• **Pointing and labeling entries**
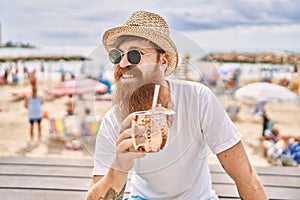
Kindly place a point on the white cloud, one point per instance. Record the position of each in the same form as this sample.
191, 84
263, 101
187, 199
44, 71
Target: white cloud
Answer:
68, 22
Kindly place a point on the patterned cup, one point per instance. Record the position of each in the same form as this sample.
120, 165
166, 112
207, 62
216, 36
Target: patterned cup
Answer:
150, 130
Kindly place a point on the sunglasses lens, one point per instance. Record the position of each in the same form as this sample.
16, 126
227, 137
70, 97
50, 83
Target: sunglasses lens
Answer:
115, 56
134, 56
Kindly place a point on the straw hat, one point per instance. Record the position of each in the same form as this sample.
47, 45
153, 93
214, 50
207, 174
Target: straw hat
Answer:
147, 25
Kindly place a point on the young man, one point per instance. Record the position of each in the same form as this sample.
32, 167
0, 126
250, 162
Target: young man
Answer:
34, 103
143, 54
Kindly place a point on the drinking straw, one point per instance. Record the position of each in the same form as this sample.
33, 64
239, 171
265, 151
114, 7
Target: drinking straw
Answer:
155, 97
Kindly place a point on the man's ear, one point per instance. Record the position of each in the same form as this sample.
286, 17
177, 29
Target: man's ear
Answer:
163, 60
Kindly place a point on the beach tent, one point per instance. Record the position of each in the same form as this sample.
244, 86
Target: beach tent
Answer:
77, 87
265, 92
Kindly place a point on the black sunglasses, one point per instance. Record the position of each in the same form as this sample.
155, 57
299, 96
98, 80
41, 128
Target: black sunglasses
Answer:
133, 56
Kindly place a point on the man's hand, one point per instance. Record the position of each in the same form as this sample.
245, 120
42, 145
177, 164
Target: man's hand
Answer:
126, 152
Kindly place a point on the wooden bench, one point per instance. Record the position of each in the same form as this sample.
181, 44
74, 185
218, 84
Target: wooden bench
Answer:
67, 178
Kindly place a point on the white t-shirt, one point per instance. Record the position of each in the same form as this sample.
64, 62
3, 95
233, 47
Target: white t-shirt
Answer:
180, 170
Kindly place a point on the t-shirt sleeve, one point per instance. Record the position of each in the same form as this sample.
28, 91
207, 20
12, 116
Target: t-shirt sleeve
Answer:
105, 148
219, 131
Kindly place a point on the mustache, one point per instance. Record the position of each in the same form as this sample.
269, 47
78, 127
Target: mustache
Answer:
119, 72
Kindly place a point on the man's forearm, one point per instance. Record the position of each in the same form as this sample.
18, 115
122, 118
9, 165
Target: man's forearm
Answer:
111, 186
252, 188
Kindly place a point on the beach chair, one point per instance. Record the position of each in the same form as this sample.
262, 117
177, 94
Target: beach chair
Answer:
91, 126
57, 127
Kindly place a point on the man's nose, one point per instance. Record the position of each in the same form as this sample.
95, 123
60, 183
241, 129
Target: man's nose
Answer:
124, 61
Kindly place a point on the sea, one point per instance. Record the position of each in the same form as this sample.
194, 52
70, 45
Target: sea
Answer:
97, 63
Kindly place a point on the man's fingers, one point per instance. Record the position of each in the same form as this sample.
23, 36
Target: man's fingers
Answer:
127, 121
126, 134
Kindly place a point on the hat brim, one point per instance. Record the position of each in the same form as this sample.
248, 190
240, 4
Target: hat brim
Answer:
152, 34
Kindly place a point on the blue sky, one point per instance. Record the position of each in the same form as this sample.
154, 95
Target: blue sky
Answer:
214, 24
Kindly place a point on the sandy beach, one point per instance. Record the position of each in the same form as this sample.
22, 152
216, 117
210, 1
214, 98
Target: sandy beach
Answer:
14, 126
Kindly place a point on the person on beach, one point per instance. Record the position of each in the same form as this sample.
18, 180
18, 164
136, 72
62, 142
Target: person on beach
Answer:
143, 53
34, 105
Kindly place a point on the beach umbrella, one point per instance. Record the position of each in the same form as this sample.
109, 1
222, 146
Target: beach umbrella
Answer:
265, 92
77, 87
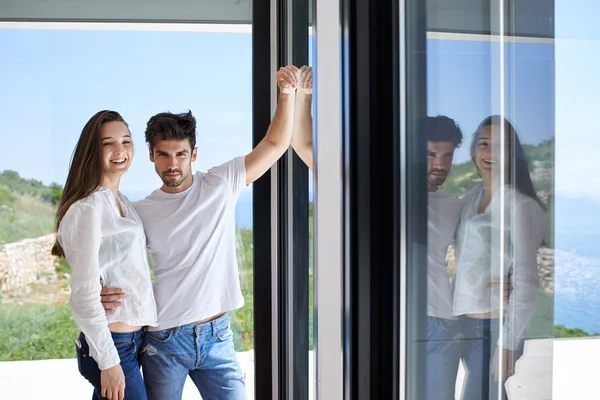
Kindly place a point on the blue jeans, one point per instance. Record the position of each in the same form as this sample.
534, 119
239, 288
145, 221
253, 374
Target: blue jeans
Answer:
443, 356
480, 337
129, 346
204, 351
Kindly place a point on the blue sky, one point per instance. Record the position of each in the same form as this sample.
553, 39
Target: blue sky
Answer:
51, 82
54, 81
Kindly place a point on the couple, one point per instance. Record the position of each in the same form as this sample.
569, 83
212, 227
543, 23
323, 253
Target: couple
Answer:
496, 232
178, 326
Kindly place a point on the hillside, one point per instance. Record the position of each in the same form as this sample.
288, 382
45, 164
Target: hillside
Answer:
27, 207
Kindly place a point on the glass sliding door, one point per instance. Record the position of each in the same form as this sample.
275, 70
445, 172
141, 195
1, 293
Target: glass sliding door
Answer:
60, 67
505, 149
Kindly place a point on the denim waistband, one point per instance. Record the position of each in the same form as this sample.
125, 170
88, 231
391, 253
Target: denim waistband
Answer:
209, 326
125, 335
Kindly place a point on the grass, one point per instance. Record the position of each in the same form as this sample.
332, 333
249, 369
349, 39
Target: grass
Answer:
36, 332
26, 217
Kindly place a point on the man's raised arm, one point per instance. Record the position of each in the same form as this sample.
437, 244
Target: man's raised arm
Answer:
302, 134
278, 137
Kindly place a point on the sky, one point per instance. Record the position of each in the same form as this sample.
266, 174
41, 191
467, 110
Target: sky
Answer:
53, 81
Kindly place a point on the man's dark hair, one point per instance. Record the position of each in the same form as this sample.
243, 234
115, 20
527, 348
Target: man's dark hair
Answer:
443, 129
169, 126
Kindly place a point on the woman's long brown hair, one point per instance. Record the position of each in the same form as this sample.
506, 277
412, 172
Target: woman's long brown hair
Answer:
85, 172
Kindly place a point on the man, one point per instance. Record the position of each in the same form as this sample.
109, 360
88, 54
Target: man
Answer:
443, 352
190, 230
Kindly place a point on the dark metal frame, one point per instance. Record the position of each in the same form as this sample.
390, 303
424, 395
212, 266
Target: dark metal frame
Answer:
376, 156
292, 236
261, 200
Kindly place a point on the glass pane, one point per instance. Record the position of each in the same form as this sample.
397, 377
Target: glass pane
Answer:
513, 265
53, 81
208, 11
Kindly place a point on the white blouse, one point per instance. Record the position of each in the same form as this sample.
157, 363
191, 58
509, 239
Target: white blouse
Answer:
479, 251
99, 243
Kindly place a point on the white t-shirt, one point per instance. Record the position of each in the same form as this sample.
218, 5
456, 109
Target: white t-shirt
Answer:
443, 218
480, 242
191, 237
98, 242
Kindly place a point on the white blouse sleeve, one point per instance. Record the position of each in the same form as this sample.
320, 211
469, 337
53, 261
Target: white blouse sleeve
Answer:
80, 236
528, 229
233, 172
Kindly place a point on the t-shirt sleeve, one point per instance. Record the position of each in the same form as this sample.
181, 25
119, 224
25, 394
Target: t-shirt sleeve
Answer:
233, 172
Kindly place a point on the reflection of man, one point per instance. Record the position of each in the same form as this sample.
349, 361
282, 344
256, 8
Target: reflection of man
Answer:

• **WHAT IS BEING ASKED**
Using the material above, reproduce exactly the line that contains "Kindly place a point on the white blouse sleeve, one" and all lines after it through the last one, and only those.

• **ANSWER BELOW**
Kindly place a point on the white blouse sleeve, one point per instance. Record the position of each in the same form as this sample.
320, 211
469, 337
53, 261
Target: white blouse sleeve
Answer:
80, 236
528, 229
233, 172
Kindly place a point on the t-shirt sleeve, one point per instance. Record the position of each in the same form as this sample.
181, 25
119, 224
25, 394
Target: t-shirt sleeve
Answer:
233, 172
Kindly place a point on the reflection of man, one point per instance. Record the position of each in the same form as this sample.
349, 361
282, 344
256, 8
Target: reflection of man
Answer:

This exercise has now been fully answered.